● EXERCISE DIRECTIONS:
Exact copies of the records below are required.

● RECORDS FOR THE TASK:
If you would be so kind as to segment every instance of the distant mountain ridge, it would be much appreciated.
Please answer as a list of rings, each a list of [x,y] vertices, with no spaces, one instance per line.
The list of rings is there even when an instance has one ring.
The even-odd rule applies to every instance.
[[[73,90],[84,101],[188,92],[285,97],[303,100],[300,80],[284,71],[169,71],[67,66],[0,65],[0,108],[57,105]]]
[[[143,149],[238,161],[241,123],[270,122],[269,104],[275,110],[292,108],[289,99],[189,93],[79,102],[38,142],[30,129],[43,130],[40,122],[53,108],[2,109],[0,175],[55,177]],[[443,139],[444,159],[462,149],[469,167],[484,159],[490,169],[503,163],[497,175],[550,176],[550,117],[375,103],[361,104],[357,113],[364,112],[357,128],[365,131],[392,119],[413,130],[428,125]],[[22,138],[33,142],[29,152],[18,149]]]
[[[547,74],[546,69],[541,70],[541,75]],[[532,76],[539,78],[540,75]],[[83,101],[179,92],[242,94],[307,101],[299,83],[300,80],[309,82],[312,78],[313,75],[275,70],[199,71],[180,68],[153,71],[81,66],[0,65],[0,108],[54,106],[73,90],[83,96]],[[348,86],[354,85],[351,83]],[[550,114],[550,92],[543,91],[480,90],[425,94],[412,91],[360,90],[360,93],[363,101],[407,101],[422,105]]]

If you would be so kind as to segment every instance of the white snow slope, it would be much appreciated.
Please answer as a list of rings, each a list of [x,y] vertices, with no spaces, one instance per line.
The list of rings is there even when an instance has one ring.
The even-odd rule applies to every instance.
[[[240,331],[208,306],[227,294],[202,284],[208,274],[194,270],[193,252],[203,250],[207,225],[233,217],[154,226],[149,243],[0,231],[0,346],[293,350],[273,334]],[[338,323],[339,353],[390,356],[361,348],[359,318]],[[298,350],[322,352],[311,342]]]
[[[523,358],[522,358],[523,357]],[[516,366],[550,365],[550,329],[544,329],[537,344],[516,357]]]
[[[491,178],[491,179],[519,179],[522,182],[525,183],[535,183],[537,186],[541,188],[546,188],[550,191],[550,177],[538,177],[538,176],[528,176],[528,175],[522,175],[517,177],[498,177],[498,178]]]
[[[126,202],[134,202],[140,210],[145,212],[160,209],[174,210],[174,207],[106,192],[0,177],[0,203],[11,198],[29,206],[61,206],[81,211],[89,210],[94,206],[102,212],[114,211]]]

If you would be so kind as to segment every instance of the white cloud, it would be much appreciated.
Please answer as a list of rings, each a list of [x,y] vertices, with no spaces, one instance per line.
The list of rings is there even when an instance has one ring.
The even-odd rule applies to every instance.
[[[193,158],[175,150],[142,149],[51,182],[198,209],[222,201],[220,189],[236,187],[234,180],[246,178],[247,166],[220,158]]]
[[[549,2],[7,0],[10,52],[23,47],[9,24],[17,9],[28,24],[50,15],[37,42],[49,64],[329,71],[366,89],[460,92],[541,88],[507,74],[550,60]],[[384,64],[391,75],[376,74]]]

● SOLUTION TO THIS TASK:
If you would be so kind as to segment every instance of the distant mountain ridge, it would be much appreciated.
Please answer as a list of rings, each a list of [x,y] vertices, with no spaces, one instance per line.
The list of rings is there even when an instance has one ring.
The even-odd rule applies to every instance.
[[[73,90],[84,101],[188,92],[285,97],[303,100],[300,80],[284,71],[169,71],[67,66],[0,65],[0,108],[57,105]]]
[[[143,149],[238,161],[241,123],[270,122],[269,104],[275,110],[292,108],[289,99],[189,93],[79,102],[38,142],[30,129],[43,130],[40,122],[53,108],[2,109],[0,175],[55,177]],[[443,139],[444,159],[462,149],[469,167],[484,159],[490,169],[503,163],[497,175],[550,176],[550,117],[375,103],[361,104],[357,113],[364,112],[357,128],[365,131],[392,119],[413,130],[428,125]],[[22,138],[33,142],[29,152],[18,149]]]
[[[547,74],[546,69],[541,70],[541,75]],[[532,76],[539,78],[540,75]],[[83,101],[179,92],[242,94],[307,101],[299,83],[300,80],[309,82],[312,78],[313,75],[275,70],[199,71],[180,68],[153,71],[81,66],[0,65],[0,108],[54,106],[73,90],[83,96]],[[348,86],[354,85],[351,83]],[[550,114],[550,92],[543,91],[480,90],[425,94],[412,91],[360,90],[360,93],[363,101],[407,101],[422,105]]]

If you would be so kind as to segment every instance of the white snow slope, it would be much appreciated.
Please answer as a list of rings, each a list of [x,y] vertices, with no spaces, one instance per line.
The list of rings is there even when an instance has one ring.
The even-odd rule applies to every instance.
[[[240,331],[208,306],[227,294],[202,284],[208,274],[194,270],[193,252],[203,250],[207,225],[233,217],[154,226],[149,243],[0,231],[0,346],[293,350],[273,334]],[[338,323],[339,353],[390,356],[361,348],[359,318]],[[298,350],[322,352],[311,342]]]
[[[523,358],[522,358],[523,357]],[[516,366],[550,365],[550,329],[544,329],[537,344],[516,357]]]
[[[491,178],[491,179],[519,179],[522,182],[525,183],[535,183],[537,186],[541,188],[546,188],[550,191],[550,177],[538,177],[538,176],[528,176],[528,175],[522,175],[517,177],[498,177],[498,178]]]
[[[126,202],[134,202],[140,210],[145,212],[160,209],[174,210],[174,207],[106,192],[0,177],[0,203],[11,198],[29,206],[61,206],[81,211],[89,210],[94,206],[102,212],[114,211]]]

If you would be so kind as to segment every instance of the white cloud, it would be much appreciated.
Please answer as a list of rings, each a list of [x,y] vertices, with no spaces, one instance per line.
The list of rings is there even when an instance has one ring.
The even-odd rule applies to every instance.
[[[193,158],[175,150],[142,149],[51,182],[198,209],[222,201],[220,189],[236,187],[234,180],[246,178],[247,166],[220,158]]]
[[[549,2],[7,0],[10,52],[23,47],[9,24],[17,9],[28,24],[50,15],[37,42],[49,64],[329,71],[366,89],[460,92],[541,88],[507,74],[550,60]],[[384,64],[391,75],[376,74]]]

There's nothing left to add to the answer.